**The problem:** Quote the records in full and leave their pictures out.

Items listed in a dataset
====

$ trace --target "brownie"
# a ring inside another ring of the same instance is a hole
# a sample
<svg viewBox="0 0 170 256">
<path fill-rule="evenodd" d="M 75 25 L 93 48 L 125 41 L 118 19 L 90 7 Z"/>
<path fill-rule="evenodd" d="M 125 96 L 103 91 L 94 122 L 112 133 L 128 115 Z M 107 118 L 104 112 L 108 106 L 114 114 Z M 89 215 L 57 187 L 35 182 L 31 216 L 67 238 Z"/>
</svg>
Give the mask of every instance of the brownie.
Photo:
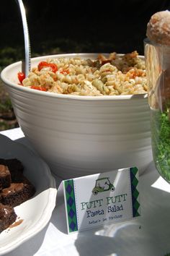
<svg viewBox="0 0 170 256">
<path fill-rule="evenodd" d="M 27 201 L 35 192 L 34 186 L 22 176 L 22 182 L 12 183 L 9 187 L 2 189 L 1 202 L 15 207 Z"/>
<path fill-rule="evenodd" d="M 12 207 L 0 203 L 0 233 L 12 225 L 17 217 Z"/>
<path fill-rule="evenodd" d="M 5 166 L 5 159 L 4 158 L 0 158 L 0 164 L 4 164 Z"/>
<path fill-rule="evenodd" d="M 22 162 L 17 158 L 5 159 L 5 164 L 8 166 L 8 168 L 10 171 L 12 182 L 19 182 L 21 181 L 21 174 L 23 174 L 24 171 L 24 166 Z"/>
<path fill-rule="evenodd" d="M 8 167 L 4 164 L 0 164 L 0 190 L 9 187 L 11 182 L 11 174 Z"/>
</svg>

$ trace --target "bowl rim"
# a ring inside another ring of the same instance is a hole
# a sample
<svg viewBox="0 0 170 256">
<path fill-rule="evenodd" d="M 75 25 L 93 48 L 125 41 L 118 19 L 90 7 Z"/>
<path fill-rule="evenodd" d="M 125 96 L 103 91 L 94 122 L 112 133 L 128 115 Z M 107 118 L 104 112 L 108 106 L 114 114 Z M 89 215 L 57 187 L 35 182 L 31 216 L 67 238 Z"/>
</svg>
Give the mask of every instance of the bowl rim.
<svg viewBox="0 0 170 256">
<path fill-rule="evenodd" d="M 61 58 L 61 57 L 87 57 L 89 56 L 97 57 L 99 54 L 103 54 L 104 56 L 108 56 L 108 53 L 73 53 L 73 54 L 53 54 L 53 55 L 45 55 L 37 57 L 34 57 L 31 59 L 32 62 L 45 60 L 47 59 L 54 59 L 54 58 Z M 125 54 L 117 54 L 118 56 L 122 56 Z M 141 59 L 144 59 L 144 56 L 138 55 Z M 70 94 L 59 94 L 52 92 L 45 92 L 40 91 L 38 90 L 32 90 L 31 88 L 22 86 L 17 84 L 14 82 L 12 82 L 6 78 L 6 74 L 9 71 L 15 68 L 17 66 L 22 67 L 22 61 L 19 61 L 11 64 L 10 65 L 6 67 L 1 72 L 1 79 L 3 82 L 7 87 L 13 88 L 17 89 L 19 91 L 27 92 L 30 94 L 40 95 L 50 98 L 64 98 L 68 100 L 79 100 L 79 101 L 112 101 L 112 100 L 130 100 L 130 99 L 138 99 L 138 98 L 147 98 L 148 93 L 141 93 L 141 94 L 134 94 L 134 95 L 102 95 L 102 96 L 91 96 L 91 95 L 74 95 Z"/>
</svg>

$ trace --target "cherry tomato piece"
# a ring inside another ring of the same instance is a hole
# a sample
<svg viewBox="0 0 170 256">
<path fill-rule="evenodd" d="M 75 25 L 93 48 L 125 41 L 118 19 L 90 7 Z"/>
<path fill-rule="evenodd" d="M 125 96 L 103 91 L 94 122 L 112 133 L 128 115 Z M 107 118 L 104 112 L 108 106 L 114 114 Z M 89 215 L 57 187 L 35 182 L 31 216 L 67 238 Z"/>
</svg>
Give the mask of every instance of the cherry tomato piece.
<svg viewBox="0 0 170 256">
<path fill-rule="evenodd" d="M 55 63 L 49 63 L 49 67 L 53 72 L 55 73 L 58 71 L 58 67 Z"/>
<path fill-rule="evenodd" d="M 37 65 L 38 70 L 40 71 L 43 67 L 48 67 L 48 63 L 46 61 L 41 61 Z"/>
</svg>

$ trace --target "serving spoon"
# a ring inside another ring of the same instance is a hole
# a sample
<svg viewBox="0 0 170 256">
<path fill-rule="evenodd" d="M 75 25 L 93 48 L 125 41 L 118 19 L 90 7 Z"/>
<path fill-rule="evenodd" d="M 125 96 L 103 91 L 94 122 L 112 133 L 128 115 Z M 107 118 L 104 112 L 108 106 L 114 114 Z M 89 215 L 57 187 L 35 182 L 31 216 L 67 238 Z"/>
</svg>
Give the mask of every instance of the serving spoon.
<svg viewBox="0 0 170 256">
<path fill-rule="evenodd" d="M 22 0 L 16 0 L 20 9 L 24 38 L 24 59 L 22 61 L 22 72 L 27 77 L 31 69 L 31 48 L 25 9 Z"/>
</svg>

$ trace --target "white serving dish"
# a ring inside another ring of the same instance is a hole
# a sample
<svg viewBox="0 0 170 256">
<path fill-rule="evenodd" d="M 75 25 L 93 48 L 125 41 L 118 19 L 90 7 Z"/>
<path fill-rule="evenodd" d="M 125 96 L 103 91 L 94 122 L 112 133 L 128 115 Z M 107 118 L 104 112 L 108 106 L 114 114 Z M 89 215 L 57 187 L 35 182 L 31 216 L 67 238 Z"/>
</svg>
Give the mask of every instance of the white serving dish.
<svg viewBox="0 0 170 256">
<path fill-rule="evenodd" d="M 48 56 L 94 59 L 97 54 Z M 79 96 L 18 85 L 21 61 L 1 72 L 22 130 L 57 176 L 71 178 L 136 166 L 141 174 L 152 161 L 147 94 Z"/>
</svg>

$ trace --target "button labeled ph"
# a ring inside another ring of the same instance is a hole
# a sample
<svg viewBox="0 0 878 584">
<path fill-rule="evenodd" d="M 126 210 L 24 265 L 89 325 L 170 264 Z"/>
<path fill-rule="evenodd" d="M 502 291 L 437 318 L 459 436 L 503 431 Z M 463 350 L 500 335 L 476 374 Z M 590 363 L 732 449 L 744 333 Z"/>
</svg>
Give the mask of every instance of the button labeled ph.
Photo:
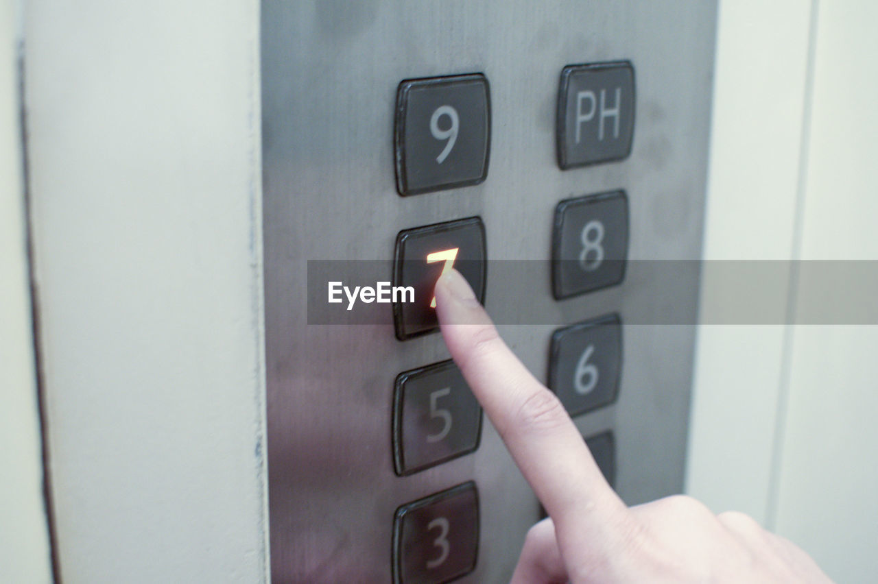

====

**Response:**
$ trace --target "brownie"
# a ring inside another ring of the same instance is a hole
# a sample
<svg viewBox="0 0 170 256">
<path fill-rule="evenodd" d="M 75 25 L 93 48 L 125 41 L 118 19 L 90 7 Z"/>
<path fill-rule="evenodd" d="M 125 96 L 103 91 L 94 122 L 112 133 L 128 115 Z M 107 118 L 104 112 L 108 106 L 114 114 Z M 89 215 L 57 187 L 35 182 L 31 216 L 67 238 Z"/>
</svg>
Give the mask of every instance of the brownie.
Photo:
<svg viewBox="0 0 170 256">
<path fill-rule="evenodd" d="M 27 201 L 35 192 L 34 186 L 22 176 L 22 182 L 12 183 L 9 187 L 2 189 L 1 202 L 15 207 Z"/>
<path fill-rule="evenodd" d="M 12 207 L 0 203 L 0 233 L 12 225 L 17 217 Z"/>
<path fill-rule="evenodd" d="M 5 166 L 5 159 L 4 158 L 0 158 L 0 164 L 4 164 Z"/>
<path fill-rule="evenodd" d="M 22 162 L 17 158 L 5 159 L 5 164 L 8 166 L 8 168 L 10 171 L 12 182 L 19 182 L 21 181 L 21 174 L 23 174 L 24 171 L 24 166 Z"/>
<path fill-rule="evenodd" d="M 8 167 L 4 164 L 0 164 L 0 190 L 9 187 L 11 182 L 11 174 Z"/>
</svg>

$ trace --target "bowl rim"
# a ring inside another ring of the same instance is a hole
# a sample
<svg viewBox="0 0 170 256">
<path fill-rule="evenodd" d="M 75 25 L 93 48 L 125 41 L 118 19 L 90 7 Z"/>
<path fill-rule="evenodd" d="M 125 96 L 103 91 L 94 122 L 112 133 L 128 115 Z M 107 118 L 104 112 L 108 106 L 114 114 Z M 89 215 L 57 187 L 35 182 L 31 216 L 67 238 Z"/>
</svg>
Give the mask of every instance of the bowl rim.
<svg viewBox="0 0 170 256">
<path fill-rule="evenodd" d="M 61 58 L 61 57 L 87 57 L 89 56 L 97 57 L 99 54 L 103 54 L 104 56 L 108 56 L 108 53 L 73 53 L 73 54 L 53 54 L 53 55 L 45 55 L 37 57 L 34 57 L 31 59 L 32 62 L 45 60 L 47 59 L 54 59 L 54 58 Z M 125 54 L 117 54 L 118 56 L 122 56 Z M 141 59 L 144 59 L 144 56 L 138 55 Z M 70 94 L 59 94 L 52 92 L 45 92 L 40 91 L 38 90 L 32 90 L 31 88 L 22 86 L 17 84 L 14 82 L 12 82 L 6 78 L 6 74 L 9 71 L 15 68 L 17 66 L 22 67 L 22 61 L 19 61 L 11 64 L 10 65 L 6 67 L 1 72 L 1 79 L 3 82 L 7 87 L 13 88 L 17 89 L 19 91 L 27 92 L 30 94 L 40 95 L 50 98 L 64 98 L 68 100 L 79 100 L 79 101 L 112 101 L 112 100 L 130 100 L 130 99 L 138 99 L 138 98 L 147 98 L 148 93 L 141 93 L 141 94 L 134 94 L 134 95 L 102 95 L 102 96 L 91 96 L 91 95 L 74 95 Z"/>
</svg>

$ trace --target "cherry tomato piece"
# a ring inside another ring of the same instance is a hole
# a sample
<svg viewBox="0 0 170 256">
<path fill-rule="evenodd" d="M 75 25 L 93 48 L 125 41 L 118 19 L 90 7 Z"/>
<path fill-rule="evenodd" d="M 125 96 L 103 91 L 94 122 L 112 133 L 128 115 Z M 107 118 L 104 112 L 108 106 L 114 114 Z M 89 215 L 57 187 L 35 182 L 31 216 L 67 238 Z"/>
</svg>
Give the mask of every instance of the cherry tomato piece.
<svg viewBox="0 0 170 256">
<path fill-rule="evenodd" d="M 55 63 L 49 63 L 49 67 L 53 72 L 55 73 L 58 71 L 58 67 Z"/>
<path fill-rule="evenodd" d="M 37 65 L 38 70 L 40 71 L 43 67 L 48 67 L 48 63 L 46 61 L 41 61 Z"/>
</svg>

$ trace --target "serving spoon"
# a ring inside another ring of the same instance is a hole
# a sample
<svg viewBox="0 0 170 256">
<path fill-rule="evenodd" d="M 75 25 L 93 48 L 125 41 L 118 19 L 90 7 Z"/>
<path fill-rule="evenodd" d="M 125 96 L 103 91 L 94 122 L 112 133 L 128 115 Z M 107 118 L 104 112 L 108 106 L 114 114 Z M 89 215 L 57 187 L 35 182 L 31 216 L 67 238 Z"/>
</svg>
Give the mask of every instance of the serving spoon.
<svg viewBox="0 0 170 256">
<path fill-rule="evenodd" d="M 22 0 L 16 0 L 20 9 L 24 38 L 24 59 L 22 61 L 22 72 L 27 77 L 31 69 L 31 48 L 25 9 Z"/>
</svg>

$ trace --target "white serving dish"
# a ring inside another ring of the same instance is a hole
# a sample
<svg viewBox="0 0 170 256">
<path fill-rule="evenodd" d="M 75 25 L 93 48 L 125 41 L 118 19 L 90 7 Z"/>
<path fill-rule="evenodd" d="M 125 96 L 103 91 L 94 122 L 112 133 L 128 115 Z M 107 118 L 104 112 L 108 106 L 114 114 Z M 89 215 L 57 187 L 35 182 L 31 216 L 67 238 Z"/>
</svg>
Give the mask of every instance of the white serving dish.
<svg viewBox="0 0 170 256">
<path fill-rule="evenodd" d="M 48 56 L 94 59 L 97 54 Z M 79 96 L 18 85 L 21 61 L 1 72 L 22 130 L 57 176 L 71 178 L 136 166 L 141 174 L 152 161 L 147 94 Z"/>
</svg>

$ trace --target "button labeled ph"
# a ring inside another ring of the same instance is a hole
# a sample
<svg viewBox="0 0 878 584">
<path fill-rule="evenodd" d="M 126 210 L 24 265 L 89 325 L 170 264 Z"/>
<path fill-rule="evenodd" d="M 502 291 L 437 318 L 459 436 L 503 431 Z M 463 350 L 500 335 L 476 374 Z M 590 363 L 732 449 L 744 333 Z"/>
</svg>
Give the mask of every instance of the button labeled ph.
Photo:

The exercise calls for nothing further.